:: EXERCISE MATERIALS ::

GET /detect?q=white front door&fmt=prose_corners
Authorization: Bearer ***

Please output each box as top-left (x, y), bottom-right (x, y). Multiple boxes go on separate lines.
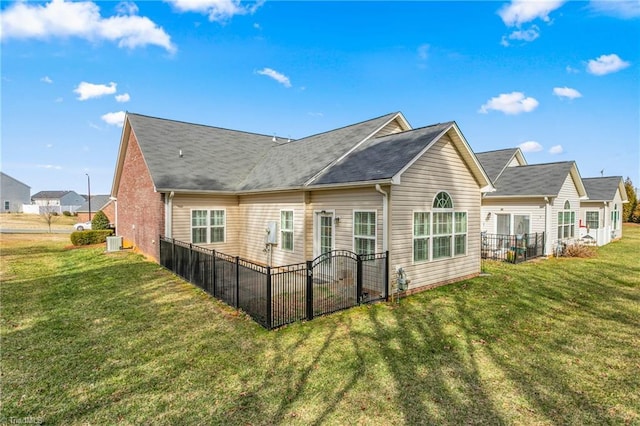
top-left (313, 211), bottom-right (334, 258)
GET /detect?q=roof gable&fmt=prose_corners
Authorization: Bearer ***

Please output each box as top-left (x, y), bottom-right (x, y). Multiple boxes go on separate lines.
top-left (476, 148), bottom-right (527, 183)
top-left (314, 121), bottom-right (493, 191)
top-left (487, 161), bottom-right (587, 198)
top-left (582, 176), bottom-right (628, 203)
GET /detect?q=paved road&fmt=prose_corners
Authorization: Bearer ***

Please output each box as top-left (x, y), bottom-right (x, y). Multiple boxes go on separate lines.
top-left (0, 228), bottom-right (73, 234)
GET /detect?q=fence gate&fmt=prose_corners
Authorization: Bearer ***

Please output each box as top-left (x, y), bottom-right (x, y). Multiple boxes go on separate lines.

:: PROBLEM TO WORK ON ::
Copy all of the material above word for word, leaving out the pictures.

:: EXPECTED OUTPUT ::
GET /detect?q=white front door&fmt=prose_corners
Authorization: Bearer ***

Please output each box as top-left (x, y), bottom-right (x, y). Multiple boxes go on separate lines.
top-left (313, 211), bottom-right (334, 258)
GET /detect?q=roof gable&fmt=prose_corners
Authorization: Bearer ***

Please output each box as top-left (x, y), bottom-right (x, y). Multiple boxes go on separate lines.
top-left (476, 148), bottom-right (527, 183)
top-left (314, 121), bottom-right (493, 191)
top-left (487, 161), bottom-right (587, 198)
top-left (582, 176), bottom-right (628, 203)
GET /detect?q=paved road&fmt=prose_corners
Authorization: Bearer ***

Please output each box as top-left (x, y), bottom-right (x, y). Multiple boxes go on separate lines.
top-left (0, 228), bottom-right (73, 234)
GET /detect?q=fence gate&fmt=prose_corners
Authorization: Bearer ***

Please output each box as top-left (x, y), bottom-right (x, y). Multiple boxes go on separate lines.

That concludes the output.